Exercise |
Each record should be reproduced exactly.

Given data |
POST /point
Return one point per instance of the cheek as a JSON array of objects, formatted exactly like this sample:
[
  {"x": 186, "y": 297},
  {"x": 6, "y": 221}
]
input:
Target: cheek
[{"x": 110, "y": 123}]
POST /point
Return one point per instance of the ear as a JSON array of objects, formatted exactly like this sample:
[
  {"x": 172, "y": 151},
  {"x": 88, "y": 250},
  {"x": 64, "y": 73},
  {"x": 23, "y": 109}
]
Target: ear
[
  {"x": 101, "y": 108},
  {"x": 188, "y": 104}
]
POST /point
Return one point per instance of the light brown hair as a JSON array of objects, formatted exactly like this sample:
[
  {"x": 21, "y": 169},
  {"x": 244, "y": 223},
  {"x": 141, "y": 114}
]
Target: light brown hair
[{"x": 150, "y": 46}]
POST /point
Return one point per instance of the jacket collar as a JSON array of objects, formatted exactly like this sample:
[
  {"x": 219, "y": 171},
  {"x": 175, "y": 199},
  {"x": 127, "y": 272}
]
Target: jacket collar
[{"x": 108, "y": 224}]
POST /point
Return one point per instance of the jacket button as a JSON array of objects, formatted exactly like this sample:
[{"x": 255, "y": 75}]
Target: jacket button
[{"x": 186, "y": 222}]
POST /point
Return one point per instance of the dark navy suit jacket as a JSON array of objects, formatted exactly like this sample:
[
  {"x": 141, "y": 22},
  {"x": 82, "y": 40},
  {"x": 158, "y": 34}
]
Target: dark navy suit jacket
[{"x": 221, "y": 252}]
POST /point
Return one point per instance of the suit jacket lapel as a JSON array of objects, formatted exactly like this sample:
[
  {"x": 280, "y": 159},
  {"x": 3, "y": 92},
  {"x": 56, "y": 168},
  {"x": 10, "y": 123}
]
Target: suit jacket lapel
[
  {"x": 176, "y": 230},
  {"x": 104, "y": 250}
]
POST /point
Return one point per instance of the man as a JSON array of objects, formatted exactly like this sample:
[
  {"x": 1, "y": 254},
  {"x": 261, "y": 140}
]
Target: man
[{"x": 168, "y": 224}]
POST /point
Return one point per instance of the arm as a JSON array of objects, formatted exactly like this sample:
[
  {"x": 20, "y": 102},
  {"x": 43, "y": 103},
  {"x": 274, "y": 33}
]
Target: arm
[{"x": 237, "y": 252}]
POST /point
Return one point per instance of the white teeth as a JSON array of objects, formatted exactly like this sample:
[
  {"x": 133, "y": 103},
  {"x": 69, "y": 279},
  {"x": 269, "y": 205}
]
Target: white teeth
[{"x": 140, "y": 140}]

Answer for the task |
POST /point
Return one point per instance of the cheek as a JSON array of objects, formatted exactly like this sample:
[
  {"x": 186, "y": 297},
  {"x": 6, "y": 221}
]
input:
Target: cheek
[{"x": 110, "y": 123}]
POST /point
Return one point per instance of the ear as a JSON array of objects, formatted exactly like this sample:
[
  {"x": 172, "y": 151},
  {"x": 88, "y": 250},
  {"x": 64, "y": 73},
  {"x": 23, "y": 109}
]
Target: ear
[
  {"x": 101, "y": 108},
  {"x": 188, "y": 104}
]
POST /point
Return one point per instance of the light brown hair as a JSON array of objects, formatted exactly like this sample:
[
  {"x": 21, "y": 169},
  {"x": 244, "y": 223},
  {"x": 141, "y": 114}
]
Target: light brown hair
[{"x": 150, "y": 46}]
POST /point
Return one point per instance of the jacket collar as a JSON array of objects, formatted exactly like this sample:
[
  {"x": 219, "y": 171},
  {"x": 175, "y": 199},
  {"x": 127, "y": 272}
]
Target: jacket collar
[{"x": 108, "y": 224}]
POST /point
Return one point per instance of the jacket button as a JSON array of objects, formatted exactly like this sample:
[{"x": 255, "y": 75}]
Target: jacket button
[{"x": 186, "y": 222}]
POST /point
Return one point per instance of the dark navy suit jacket as a JSON array of objects, formatted exactly like this sample:
[
  {"x": 141, "y": 22},
  {"x": 82, "y": 40},
  {"x": 158, "y": 34}
]
Target: dark navy suit jacket
[{"x": 221, "y": 252}]
POST /point
Return one point per instance of the suit jacket lapel as a JSON array of objects, formatted exactly like this sample:
[
  {"x": 280, "y": 159},
  {"x": 3, "y": 92},
  {"x": 56, "y": 168},
  {"x": 10, "y": 123}
]
Target: suit jacket lapel
[
  {"x": 176, "y": 230},
  {"x": 104, "y": 250}
]
POST /point
Return one point per instance of the man as a JSON array of objects, formatted exactly like this sample:
[
  {"x": 1, "y": 254},
  {"x": 261, "y": 140}
]
Target: man
[{"x": 168, "y": 224}]
POST /point
Return one point per instance of the arm as a JSON array of objects, formatted exactly like this sample:
[
  {"x": 20, "y": 102},
  {"x": 43, "y": 103},
  {"x": 274, "y": 33}
]
Target: arm
[{"x": 237, "y": 252}]
POST /point
Return one point per instance of the white teeth as a JSON array of objects, formatted exactly like this sample:
[
  {"x": 133, "y": 103},
  {"x": 69, "y": 279},
  {"x": 269, "y": 205}
]
Target: white teeth
[{"x": 140, "y": 140}]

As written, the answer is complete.